From: Joonsoo Kim <iamjoonsoo.kim@lge.com>

Now, we don't use object status buffer in any setup. Remove it.

Signed-off-by: Joonsoo Kim <iamjoonsoo.kim@lge.com>
Cc: Christoph Lameter <cl@linux.com>
Cc: Pekka Enberg <penberg@kernel.org>
Cc: David Rientjes <rientjes@google.com>
Cc: Joonsoo Kim <iamjoonsoo.kim@lge.com>
Cc: Jesper Dangaard Brouer <brouer@redhat.com>
Signed-off-by: Andrew Morton <akpm@linux-foundation.org>
---
 mm/slab.c | 34 ++--------------------------------
 1 file changed, 2 insertions(+), 32 deletions(-)

diff --git a/mm/slab.c b/mm/slab.c
index 907abe9..02be9d9 100644
--- a/mm/slab.c
+++ b/mm/slab.c
@@ -380,22 +380,8 @@ static void **dbg_userword(struct kmem_cache *cachep, void *objp)
 
 #endif
 
-#define OBJECT_FREE (0)
-#define OBJECT_ACTIVE (1)
-
 #ifdef CONFIG_DEBUG_SLAB_LEAK
 
-static void set_obj_status(struct page *page, int idx, int val)
-{
-	int freelist_size;
-	char *status;
-	struct kmem_cache *cachep = page->slab_cache;
-
-	freelist_size = cachep->num * sizeof(freelist_idx_t);
-	status = (char *)page->freelist + freelist_size;
-	status[idx] = val;
-}
-
 static inline bool is_store_user_clean(struct kmem_cache *cachep)
 {
 	return atomic_read(&cachep->store_user_clean) == 1;
@@ -413,7 +399,6 @@ static inline void set_store_user_dirty(struct kmem_cache *cachep)
 }
 
 #else
-static inline void set_obj_status(struct page *page, int idx, int val) {}
 static inline void set_store_user_dirty(struct kmem_cache *cachep) {}
 
 #endif
@@ -476,9 +461,6 @@ static size_t calculate_freelist_size(int nr_objs, size_t align)
 	size_t freelist_size;
 
 	freelist_size = nr_objs * sizeof(freelist_idx_t);
-	if (IS_ENABLED(CONFIG_DEBUG_SLAB_LEAK))
-		freelist_size += nr_objs * sizeof(char);
-
 	if (align)

To-do list:
**1.** Answer these questions about the slab patch:
(a) Which file does the patch change?
(b) How many insertions and how many deletions does it report?
(c) What values were OBJECT_FREE and OBJECT_ACTIVE defined as before being removed?
**2.** Copy the slab patch word for word, starting at "diff --git a/mm/slab.c" and ending at "-#define OBJECT_ACTIVE (1)".

(Records from a data source)
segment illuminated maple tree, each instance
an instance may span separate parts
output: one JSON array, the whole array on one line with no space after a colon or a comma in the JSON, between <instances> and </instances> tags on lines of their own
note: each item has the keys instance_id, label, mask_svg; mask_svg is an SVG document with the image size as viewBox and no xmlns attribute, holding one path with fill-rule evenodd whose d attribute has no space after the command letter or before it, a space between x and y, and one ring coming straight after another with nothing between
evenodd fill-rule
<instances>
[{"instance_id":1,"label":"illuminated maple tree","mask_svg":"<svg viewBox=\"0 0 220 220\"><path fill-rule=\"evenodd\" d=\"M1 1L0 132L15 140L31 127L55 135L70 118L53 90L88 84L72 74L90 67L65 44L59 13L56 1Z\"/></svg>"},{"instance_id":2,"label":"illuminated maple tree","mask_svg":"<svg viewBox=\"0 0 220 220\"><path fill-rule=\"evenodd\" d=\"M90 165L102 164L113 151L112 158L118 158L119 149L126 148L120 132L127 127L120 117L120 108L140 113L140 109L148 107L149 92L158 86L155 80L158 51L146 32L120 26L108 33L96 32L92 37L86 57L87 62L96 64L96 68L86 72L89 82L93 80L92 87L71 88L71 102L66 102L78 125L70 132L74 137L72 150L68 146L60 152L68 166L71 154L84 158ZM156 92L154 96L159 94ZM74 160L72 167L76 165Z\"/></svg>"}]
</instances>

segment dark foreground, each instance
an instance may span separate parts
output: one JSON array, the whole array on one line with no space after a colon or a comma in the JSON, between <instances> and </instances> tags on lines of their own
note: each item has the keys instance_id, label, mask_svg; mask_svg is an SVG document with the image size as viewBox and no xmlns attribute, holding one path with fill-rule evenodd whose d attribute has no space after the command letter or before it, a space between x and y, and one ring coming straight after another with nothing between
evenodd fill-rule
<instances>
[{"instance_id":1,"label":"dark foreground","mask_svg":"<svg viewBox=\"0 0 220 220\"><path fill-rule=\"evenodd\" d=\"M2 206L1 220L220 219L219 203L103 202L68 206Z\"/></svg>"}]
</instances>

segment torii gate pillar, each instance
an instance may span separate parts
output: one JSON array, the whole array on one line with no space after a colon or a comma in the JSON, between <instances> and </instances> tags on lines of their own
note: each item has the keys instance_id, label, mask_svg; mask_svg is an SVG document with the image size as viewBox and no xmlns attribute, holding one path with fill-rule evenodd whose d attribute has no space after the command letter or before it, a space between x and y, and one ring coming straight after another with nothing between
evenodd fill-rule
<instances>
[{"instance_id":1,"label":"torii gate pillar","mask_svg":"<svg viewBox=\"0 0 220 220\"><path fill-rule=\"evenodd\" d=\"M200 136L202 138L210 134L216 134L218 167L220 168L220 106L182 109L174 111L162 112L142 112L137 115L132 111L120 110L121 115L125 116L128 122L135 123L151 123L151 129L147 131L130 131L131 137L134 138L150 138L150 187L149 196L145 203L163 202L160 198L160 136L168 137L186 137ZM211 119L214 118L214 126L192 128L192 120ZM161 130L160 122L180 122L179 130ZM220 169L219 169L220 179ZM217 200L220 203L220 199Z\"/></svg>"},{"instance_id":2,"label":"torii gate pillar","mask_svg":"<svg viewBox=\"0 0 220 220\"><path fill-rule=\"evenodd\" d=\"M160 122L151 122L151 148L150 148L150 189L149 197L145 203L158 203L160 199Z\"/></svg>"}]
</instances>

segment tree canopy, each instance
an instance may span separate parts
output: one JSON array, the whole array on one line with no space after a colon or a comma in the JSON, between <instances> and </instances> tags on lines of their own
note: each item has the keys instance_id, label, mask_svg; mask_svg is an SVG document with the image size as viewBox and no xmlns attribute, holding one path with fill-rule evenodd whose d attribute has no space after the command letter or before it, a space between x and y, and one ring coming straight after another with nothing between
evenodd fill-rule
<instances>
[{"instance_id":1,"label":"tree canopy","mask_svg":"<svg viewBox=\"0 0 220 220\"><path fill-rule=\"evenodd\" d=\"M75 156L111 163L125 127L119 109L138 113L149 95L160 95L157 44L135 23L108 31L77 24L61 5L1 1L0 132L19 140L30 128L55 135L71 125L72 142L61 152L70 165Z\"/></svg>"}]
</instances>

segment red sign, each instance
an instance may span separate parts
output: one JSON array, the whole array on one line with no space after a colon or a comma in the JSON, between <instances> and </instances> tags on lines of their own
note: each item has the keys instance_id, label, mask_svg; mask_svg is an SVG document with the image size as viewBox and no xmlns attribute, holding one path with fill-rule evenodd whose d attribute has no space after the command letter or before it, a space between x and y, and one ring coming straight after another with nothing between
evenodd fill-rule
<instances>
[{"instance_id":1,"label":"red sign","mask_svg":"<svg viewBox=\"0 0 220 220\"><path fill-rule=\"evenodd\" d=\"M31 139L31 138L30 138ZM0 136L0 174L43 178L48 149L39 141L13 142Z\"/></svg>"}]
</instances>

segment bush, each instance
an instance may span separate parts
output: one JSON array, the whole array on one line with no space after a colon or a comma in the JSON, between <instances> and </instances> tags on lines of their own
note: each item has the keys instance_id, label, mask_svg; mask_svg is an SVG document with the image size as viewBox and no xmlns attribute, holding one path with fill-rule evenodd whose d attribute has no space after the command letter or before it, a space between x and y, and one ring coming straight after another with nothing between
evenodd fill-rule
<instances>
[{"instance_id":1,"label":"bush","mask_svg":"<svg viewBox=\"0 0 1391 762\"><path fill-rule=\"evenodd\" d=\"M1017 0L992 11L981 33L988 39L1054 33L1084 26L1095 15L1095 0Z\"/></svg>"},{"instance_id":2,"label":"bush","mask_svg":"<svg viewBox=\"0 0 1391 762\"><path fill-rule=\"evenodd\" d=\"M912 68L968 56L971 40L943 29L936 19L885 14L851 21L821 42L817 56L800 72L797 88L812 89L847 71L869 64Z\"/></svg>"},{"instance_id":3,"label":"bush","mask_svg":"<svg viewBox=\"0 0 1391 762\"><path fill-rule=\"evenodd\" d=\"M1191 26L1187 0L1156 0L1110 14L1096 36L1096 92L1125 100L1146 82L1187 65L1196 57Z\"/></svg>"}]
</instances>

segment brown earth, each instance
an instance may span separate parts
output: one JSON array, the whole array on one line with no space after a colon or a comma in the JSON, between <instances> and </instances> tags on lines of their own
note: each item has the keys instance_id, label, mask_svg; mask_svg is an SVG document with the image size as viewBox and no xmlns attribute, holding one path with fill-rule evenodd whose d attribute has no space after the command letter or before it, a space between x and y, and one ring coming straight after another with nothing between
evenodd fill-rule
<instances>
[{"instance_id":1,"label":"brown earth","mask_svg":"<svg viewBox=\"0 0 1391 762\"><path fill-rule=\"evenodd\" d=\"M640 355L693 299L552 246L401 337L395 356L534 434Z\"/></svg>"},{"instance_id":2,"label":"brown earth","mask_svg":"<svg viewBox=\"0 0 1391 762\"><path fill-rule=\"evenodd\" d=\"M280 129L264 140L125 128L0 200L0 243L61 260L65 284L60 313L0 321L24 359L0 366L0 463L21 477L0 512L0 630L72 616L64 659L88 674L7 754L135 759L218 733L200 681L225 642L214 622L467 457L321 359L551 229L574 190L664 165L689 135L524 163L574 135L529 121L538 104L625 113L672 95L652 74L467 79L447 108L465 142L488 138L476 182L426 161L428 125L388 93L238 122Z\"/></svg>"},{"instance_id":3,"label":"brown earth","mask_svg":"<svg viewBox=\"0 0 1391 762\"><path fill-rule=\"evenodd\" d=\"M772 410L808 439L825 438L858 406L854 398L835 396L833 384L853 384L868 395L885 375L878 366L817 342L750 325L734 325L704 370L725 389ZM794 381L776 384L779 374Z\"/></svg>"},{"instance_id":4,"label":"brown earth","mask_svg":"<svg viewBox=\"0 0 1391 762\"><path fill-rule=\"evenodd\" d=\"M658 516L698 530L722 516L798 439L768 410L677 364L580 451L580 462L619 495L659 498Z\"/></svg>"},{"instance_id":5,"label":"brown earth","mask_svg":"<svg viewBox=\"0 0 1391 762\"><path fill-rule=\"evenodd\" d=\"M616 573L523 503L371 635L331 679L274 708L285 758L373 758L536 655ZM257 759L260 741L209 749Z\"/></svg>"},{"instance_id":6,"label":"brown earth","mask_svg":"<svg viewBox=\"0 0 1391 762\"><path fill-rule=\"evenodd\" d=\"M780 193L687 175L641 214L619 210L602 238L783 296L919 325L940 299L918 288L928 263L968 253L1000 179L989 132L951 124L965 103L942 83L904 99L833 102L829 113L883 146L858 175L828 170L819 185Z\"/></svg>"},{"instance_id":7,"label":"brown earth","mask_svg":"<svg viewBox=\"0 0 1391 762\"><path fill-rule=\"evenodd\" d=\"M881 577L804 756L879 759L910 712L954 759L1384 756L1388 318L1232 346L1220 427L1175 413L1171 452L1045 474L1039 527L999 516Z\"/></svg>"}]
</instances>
* * *
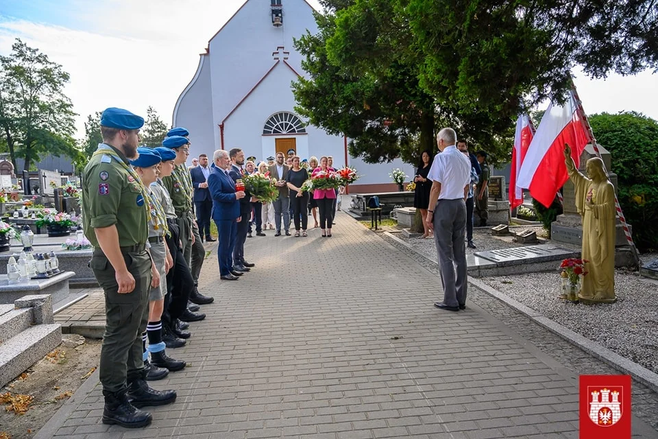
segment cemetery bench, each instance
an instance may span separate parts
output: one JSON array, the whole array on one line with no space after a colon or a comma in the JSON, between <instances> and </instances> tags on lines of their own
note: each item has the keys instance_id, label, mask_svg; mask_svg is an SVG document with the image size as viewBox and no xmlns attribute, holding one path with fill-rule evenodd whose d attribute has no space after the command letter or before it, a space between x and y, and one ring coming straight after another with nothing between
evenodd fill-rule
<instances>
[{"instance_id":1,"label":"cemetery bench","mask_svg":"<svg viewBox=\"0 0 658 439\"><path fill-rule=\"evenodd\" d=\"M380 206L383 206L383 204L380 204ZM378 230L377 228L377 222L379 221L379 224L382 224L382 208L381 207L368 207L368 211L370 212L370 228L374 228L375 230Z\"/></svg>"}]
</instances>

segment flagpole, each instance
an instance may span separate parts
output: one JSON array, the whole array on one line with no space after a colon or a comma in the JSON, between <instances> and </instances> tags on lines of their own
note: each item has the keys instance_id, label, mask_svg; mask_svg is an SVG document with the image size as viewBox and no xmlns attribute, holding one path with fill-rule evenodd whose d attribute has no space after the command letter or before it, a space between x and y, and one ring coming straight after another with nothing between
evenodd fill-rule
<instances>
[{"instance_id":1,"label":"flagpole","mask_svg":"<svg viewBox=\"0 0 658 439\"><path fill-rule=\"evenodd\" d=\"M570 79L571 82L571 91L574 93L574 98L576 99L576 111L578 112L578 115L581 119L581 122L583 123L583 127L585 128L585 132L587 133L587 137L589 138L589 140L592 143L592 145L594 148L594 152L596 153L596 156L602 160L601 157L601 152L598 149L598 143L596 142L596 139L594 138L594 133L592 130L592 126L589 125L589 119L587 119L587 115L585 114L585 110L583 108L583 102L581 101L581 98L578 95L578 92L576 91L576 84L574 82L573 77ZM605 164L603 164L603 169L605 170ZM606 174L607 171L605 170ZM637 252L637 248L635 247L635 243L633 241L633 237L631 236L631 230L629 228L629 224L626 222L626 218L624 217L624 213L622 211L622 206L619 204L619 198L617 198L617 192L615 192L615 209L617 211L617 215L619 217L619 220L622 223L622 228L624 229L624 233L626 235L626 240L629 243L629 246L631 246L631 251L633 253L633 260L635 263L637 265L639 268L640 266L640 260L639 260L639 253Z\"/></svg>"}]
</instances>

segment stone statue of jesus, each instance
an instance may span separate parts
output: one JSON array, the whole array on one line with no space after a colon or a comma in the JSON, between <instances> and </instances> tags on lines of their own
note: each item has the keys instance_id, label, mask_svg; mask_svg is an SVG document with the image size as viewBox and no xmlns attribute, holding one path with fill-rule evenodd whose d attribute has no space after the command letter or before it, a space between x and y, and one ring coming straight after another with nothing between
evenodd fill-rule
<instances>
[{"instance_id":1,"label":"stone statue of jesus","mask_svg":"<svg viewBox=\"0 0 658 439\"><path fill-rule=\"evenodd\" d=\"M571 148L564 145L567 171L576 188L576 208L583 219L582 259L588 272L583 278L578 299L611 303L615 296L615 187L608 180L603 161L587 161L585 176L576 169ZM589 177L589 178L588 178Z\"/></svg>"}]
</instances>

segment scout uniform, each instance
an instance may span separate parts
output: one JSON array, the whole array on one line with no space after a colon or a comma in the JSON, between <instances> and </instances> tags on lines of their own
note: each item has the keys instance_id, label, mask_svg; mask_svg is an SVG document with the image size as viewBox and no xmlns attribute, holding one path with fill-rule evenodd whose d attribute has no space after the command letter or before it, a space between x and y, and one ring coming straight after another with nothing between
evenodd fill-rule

Results of the tasks:
**1.**
(a) mm/slab.c
(b) 2 insertions and 32 deletions
(c) OBJECT_FREE was 0 and OBJECT_ACTIVE was 1

**2.**
diff --git a/mm/slab.c b/mm/slab.c
index 907abe9..02be9d9 100644
--- a/mm/slab.c
+++ b/mm/slab.c
@@ -380,22 +380,8 @@ static void **dbg_userword(struct kmem_cache *cachep, void *objp)
 
 #endif
 
-#define OBJECT_FREE (0)
-#define OBJECT_ACTIVE (1)